**Your assignment:** Repeat the records in full, exactly.

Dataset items
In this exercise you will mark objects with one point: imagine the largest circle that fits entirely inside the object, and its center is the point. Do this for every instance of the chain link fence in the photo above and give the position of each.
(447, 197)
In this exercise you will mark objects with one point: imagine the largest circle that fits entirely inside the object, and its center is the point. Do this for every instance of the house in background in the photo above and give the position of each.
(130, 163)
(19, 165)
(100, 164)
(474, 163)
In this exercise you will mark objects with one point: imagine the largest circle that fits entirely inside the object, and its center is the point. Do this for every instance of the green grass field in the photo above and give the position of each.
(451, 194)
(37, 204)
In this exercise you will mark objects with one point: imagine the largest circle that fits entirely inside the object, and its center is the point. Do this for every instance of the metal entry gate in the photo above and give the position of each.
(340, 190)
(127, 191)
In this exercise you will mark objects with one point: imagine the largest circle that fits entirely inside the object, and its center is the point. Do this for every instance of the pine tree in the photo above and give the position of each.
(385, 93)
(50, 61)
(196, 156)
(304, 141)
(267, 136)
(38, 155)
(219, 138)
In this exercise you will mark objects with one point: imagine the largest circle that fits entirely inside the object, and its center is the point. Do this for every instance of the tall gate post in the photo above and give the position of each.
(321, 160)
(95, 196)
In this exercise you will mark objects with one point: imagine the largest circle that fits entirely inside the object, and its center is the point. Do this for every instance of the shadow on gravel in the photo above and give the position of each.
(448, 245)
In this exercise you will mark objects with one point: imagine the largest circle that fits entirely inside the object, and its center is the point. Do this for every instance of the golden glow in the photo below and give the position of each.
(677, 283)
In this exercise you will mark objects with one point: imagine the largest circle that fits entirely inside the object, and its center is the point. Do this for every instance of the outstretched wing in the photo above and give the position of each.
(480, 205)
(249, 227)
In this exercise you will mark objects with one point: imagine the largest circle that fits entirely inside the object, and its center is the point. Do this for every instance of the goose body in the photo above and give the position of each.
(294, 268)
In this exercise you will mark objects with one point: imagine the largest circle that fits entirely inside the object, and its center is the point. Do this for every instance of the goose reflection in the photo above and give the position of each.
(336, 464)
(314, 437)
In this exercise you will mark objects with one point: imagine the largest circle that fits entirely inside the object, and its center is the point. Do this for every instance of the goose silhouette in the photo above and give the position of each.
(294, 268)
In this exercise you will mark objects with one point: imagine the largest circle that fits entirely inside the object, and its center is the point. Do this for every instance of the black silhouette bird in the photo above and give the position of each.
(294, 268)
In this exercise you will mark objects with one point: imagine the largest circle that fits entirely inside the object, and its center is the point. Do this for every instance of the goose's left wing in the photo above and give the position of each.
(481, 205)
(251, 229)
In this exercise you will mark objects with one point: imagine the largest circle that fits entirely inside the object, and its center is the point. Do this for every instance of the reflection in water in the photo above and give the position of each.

**Response area:**
In this exercise you will mark objects with one point: imagine the largest circle that fits entirely inside the object, and its center is the point. Do this for every instance of the chain link fence in the photo above and give the position of each.
(447, 197)
In this exercise you will mark objects with one point: imagine the largest circle that fits entirely inside the object, and its center is the point. Do this for every instance of the house in background in the photo above and give the position of each.
(130, 163)
(19, 165)
(100, 164)
(474, 163)
In this exercise you will mark objects with one point: imagine the largest circle that fits entirely inside the object, and its center is the point. Do this for every instance of the green grass field in the photo above and give the position of each.
(451, 194)
(37, 204)
In this exercise you will mark objects with one point: imagine the largest circle that fits entirely inside the object, and its center is the point. Do this for every instance of the metal entry gate in the photo above and give the position of each.
(340, 190)
(127, 191)
In this exercise you will mark objects with one point: imagine the largest circle that fits entirely inside the object, and its center is the point. Do this for every instance of the pine tree in the photo above and give the position of each.
(385, 93)
(50, 61)
(196, 156)
(304, 141)
(267, 136)
(38, 155)
(219, 138)
In this exercise you will mark objects with one point: imagine the largest circle that fits entirely inside the object, and its center is the point. Do this for every instance of the tall gate post in the photo above and give the position of each.
(321, 160)
(95, 196)
In this exercise you will mark objects with one point: imagine the largest circle that fits entirely inside the object, and its center is the point. Do this for every instance of the shadow on gravel in the photo above and give the position of each.
(448, 245)
In this exercise you will mark objects with one point: imagine the largest circle that fits entirely inside the object, and its center is the point. Do this for every instance of the golden glow in the photo below and give the position of each.
(677, 283)
In this exercise you will mark objects with one point: imagine the largest circle that fits entirely inside the object, and its center is the point. Do this for every instance of the outstretched wing in the photo above and give the position of each.
(480, 205)
(249, 227)
In this exercise you will mark objects with one point: imagine the largest circle that fits entirely inside the object, and its center is the point. Do this for every instance of the goose body in the photo above and give the position of each.
(294, 268)
In this exercise you will mark objects with one point: imagine the largest circle that fits entirely inside the object, and its center is the point. Do this for every instance of the goose reflection in the photo above and give the position of each.
(336, 464)
(314, 437)
In this exercise you will mark objects with one point: imagine the largest circle that fits entirely inside the object, and its center is the point. Do this for every instance of the goose silhouette in the photo above and give the position of each.
(294, 268)
In this exercise you will mark objects with one point: imagine the largest circle that fits entirely inside the object, and its center is the point. Do this for every instance of the black silhouette bird in the photo above and give the position of each.
(294, 268)
In this exercise you will mark objects with one point: imagine the largest circle that fits entirely inside the object, and its center is the point. Do this for every instance of the goose's left wing in the photo above and give the position of each.
(481, 205)
(251, 229)
In this exercise you will mark objects with one point: imagine the largest circle that fits entirely inside the object, and its center is the point. Do this for every instance of the reflection in water in the photo above and give the position of each.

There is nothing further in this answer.